§ **PAGE EXCERPT**
The academic attire worn at commencement and other ceremonial events is reminiscent of the distinctive dress associated with academic processions and convocations of the Middle Ages. Students in English and European universities wore woolen and fur garments to stay warm in unheated, drafty stone buildings. Most scholars of the time were clerics in holy orders, and wore cloaks with hoods to cover their tonsured heads.
Today, academic attire indicates by style and adornment the highest degree earned, the major field of study, and the college or university attended by the wearer. Hence, graduates receiving degrees in medicine in today's ceremony wear a black robe with green chevrons and a green tassel. Similarly, the colors on the hood reflect the degree being conferred and the colors of the institution - Des Moines University’s colors are purple and white. This assignment of colors representing different faculties was standardized in the United States in the late 1800s. While the original colors represented different degrees in a general sense, over time more colors were developed to reflect the wider varieties of conferrable degrees. For example, white was assigned to arts and letters; red, a traditional color of the church, was assigned to theology; Green, the color of herbs, was adopted for medicine, and olive, as a variant of green, was given to pharmacy; and yellow gold, which represented the wealth which was produced by scientific research, was assigned to the sciences.
Colors for the various degree programs at DMU are listed below:
- Osteopathic Medicine - Green
- Podiatric Medicine - Green
- Physical Therapy - Teal
- Public Health - Salmon
- Health Care Administration - Beige
- Physician Assistant - Green
- Anatomy - Yellow Gold
- Biomedical Sciences - Yellow Gold
The robe worn by Dr. Franklin was designed specifically for her inauguration and serves as her official academic attire for ceremonial events. Styled to be emblematic of our University and the president's rank and authority as our chief executive, the robe is a rich purple, the official school color, and it includes the University's seal on the velvet front facing panels. The sleeve trim is the customary black velvet, and there are four chevrons to designate a presidential robe. The front facings and sleeve trim are edged with gold cord. The President’s attire is completed with a beefeater tam to reflect the strength of our academic heritage and traditions.

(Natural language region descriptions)
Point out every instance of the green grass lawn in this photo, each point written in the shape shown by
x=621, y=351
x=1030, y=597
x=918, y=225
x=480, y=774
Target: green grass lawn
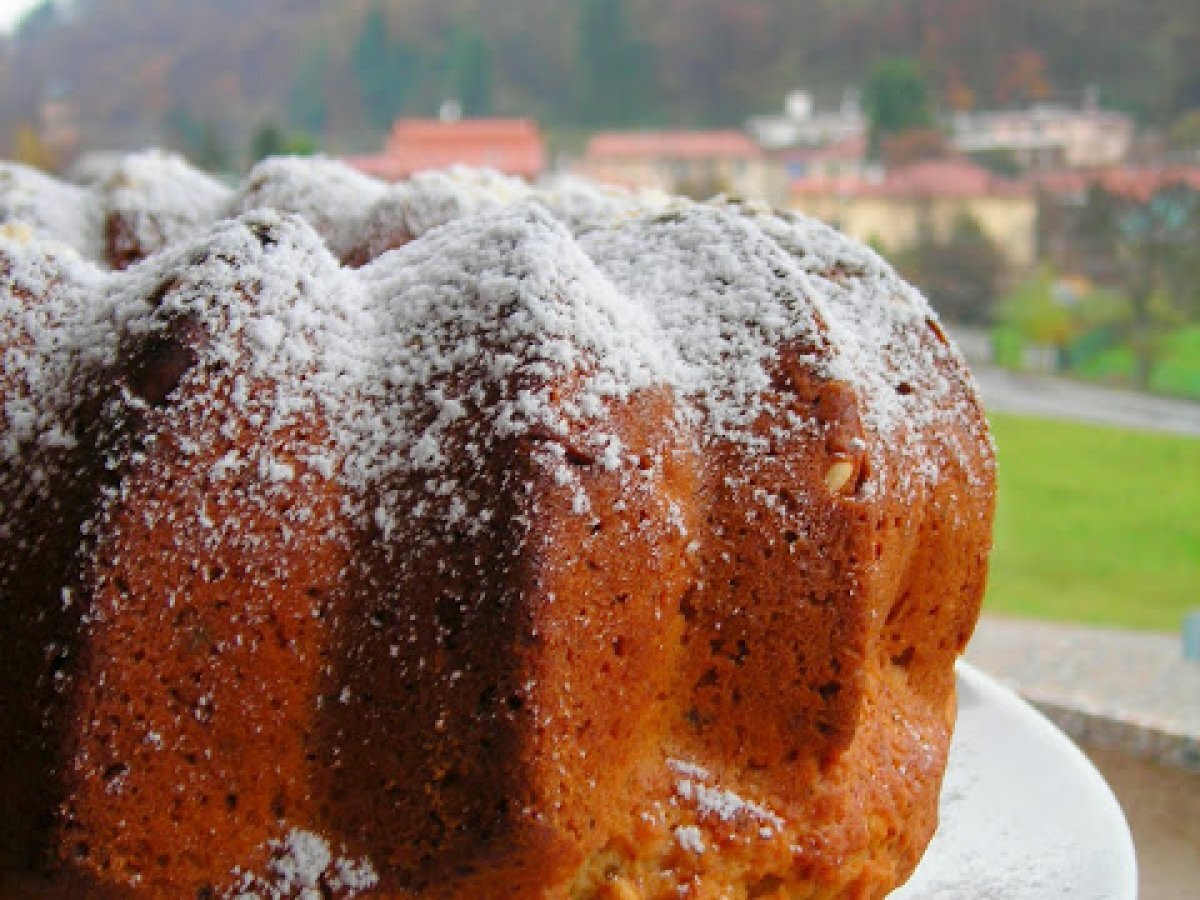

§ **EXERCISE INSTRUCTIONS**
From the academic attire text, list each faculty color that was standardized in the United States, together with the field it was assigned to.

§ **RESPONSE**
- White: arts and letters
- Red: theology
- Green: medicine
- Olive: pharmacy
- Yellow gold: the sciences